■ Required task 1 ■
In the passage below on insecurity in relationships, list what it says men are told as children when they cry.

==== Passage given

Its because of the media.
- If that were the case, men would have the same problem, as magazines and movies and such portray loads of perfect male specimens.
Also if men wanted someone perfect, they would go get someone they thought was perfect, but instead they chose you. Women also have their porn in the form of romance novels and soap operas, but you don't see men worrying that their SO will leave them for someone more like in the book they're reading or some character on TV.
That's just what women are like.
- cop out, that's like saying men are insensitive, that's just what we're like, but men can change and become more sensitive, and times show they are more so than they were 50 years ago.
The real point is in most cases is worry and addiction to worrying and wanting a man to comfort you from your worry.
I believe this comes from the fact that women are comforted as children when they cry and men are told to shake it off, be a man, and don't cry or you'll look like a sissy.
It is hard and can teach men to be insensitive, but the opposite extreme is also wrong as it reinforces emotional immaturity and teaches that you will get something positive from your insecurities.
It is not only a psychological disorder, but can be very taxing on relationships that already have real problems to deal with, only to have imaginary ones added to the mix.
Also it's a self fulfilling curse, because people find confidence attractive and when you lack self confidence, you lose your appeal, and can eventually lose the other from insecurity. I believe this is one of the big reasons that relationships lose their spark in time, and why sex dies down when people live together.

========

■ Required task 2 ■
Please return lines from the records below, unchanged: begin at the line that contains "For the benchmark, spot each instance of the black car" and stop after the final line of the records.

==== Record extracts

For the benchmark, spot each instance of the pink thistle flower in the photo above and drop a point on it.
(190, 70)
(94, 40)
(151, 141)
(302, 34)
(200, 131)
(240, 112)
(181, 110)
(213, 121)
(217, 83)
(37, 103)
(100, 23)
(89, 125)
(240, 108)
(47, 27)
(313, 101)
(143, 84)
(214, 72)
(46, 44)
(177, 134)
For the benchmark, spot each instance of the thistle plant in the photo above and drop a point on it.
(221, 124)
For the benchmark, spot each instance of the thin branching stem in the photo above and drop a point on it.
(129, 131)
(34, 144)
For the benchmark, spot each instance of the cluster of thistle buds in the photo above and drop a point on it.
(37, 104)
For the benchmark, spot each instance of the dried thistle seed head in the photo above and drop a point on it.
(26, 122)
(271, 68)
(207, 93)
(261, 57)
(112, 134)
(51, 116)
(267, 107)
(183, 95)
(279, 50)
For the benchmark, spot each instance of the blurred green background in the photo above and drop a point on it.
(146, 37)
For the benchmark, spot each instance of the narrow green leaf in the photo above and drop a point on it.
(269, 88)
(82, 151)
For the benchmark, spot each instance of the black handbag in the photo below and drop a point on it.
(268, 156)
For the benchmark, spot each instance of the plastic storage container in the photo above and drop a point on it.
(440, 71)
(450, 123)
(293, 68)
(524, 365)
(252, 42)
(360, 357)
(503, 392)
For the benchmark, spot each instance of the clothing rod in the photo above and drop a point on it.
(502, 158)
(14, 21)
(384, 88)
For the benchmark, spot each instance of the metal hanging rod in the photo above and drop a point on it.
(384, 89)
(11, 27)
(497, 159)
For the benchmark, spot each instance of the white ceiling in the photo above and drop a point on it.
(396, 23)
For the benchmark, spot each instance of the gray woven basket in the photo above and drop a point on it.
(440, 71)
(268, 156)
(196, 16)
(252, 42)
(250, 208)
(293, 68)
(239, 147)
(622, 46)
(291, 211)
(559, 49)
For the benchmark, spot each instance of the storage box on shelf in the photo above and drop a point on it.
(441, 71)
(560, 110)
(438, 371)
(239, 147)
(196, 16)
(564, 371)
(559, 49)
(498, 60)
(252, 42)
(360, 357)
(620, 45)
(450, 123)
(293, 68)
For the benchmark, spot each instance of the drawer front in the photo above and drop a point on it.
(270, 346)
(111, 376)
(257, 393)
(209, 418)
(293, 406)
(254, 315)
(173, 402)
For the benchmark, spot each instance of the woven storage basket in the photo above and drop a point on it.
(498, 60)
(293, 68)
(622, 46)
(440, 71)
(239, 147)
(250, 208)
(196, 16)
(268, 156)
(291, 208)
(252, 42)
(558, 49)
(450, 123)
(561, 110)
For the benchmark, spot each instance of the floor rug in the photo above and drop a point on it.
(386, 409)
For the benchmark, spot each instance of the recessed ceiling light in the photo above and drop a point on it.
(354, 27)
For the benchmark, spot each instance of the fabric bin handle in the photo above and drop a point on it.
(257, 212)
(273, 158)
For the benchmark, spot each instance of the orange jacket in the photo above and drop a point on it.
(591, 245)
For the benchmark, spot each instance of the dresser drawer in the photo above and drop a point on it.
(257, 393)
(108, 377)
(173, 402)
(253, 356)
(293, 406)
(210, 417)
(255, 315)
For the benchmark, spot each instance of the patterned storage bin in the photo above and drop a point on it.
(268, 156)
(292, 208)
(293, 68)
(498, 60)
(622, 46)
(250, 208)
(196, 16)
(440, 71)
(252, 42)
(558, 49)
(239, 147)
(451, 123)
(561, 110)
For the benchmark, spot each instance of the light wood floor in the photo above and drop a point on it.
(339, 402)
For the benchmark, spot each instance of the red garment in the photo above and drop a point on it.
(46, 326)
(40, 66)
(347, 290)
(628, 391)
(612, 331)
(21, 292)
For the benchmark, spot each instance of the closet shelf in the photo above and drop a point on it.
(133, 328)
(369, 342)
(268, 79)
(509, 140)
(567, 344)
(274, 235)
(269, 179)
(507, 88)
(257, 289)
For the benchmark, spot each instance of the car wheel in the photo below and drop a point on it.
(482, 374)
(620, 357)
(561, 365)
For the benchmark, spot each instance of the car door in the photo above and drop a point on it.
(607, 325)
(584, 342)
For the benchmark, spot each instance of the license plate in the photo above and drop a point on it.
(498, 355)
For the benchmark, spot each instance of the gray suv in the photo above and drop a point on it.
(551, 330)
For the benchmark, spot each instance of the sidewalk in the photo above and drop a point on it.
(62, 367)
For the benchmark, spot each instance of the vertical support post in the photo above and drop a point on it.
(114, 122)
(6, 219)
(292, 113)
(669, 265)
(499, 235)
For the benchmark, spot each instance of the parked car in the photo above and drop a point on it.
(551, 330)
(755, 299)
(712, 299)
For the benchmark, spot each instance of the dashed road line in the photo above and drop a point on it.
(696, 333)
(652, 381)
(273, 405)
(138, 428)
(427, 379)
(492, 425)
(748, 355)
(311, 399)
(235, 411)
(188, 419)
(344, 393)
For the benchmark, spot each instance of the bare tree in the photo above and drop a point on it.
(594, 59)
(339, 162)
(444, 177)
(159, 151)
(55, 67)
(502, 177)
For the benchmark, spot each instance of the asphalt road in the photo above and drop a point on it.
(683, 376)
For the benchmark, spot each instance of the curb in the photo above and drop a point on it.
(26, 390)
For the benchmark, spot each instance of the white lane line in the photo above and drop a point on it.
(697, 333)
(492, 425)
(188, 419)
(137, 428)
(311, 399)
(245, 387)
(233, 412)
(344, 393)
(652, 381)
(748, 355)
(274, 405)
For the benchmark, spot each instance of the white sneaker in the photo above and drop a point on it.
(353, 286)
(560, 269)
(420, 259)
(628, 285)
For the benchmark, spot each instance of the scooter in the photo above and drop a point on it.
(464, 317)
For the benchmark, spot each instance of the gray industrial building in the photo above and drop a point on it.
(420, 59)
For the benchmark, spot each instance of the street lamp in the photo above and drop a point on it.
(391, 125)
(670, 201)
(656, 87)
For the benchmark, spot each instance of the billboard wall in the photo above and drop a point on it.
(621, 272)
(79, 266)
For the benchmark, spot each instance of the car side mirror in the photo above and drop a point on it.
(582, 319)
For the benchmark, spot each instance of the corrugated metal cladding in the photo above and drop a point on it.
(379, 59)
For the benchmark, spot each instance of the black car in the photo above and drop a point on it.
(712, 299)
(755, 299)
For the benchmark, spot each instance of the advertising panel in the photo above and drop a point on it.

========

■ Result 1 ■
- shake it off
- be a man
- don't cry or you'll look like a sissy

■ Result 2 ■
For the benchmark, spot each instance of the black car in the photo above and drop a point on it.
(712, 299)
(755, 299)
For the benchmark, spot each instance of the advertising panel in the photo above and drop a point on it.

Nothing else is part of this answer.